◆ **Entries**

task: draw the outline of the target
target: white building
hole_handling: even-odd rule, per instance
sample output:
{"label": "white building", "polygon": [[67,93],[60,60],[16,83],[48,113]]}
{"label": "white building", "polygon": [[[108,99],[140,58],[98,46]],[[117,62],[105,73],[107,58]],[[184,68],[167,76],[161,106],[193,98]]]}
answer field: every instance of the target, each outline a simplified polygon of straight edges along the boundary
* * *
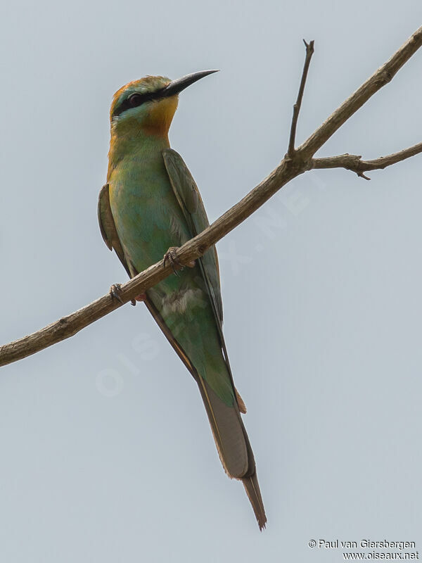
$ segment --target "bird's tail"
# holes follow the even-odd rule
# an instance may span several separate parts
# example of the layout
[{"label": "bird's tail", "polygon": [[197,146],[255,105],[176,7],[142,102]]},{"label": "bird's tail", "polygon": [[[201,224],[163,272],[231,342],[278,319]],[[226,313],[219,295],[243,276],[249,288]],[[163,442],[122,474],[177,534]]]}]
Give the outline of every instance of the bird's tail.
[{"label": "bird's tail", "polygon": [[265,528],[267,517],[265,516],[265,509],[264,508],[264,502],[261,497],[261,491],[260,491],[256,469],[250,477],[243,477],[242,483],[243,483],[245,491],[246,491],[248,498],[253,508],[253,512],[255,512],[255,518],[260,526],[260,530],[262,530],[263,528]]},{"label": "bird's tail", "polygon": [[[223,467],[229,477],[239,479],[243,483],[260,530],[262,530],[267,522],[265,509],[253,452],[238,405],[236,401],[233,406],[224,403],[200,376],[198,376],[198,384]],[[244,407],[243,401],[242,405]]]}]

◆ **Work required**
Write out again the part that opens with the line containing "task: draw the outline of the target" and closes with the line containing "answer field: every", putting "gray tower" wherever "white building" appears and leaving everything else the same.

◆ **The response**
task: draw the outline of the target
target: gray tower
hole_handling: even-odd rule, per instance
sample output:
{"label": "gray tower", "polygon": [[67,93],[60,60],[16,83],[48,113]]}
{"label": "gray tower", "polygon": [[[108,99],[140,58],[98,46]],[[117,62],[105,73],[107,58]],[[184,68],[167,76],[161,106],[193,98]]]}
answer field: every instance of the target, each outline a simplified polygon of straight edges along the boundary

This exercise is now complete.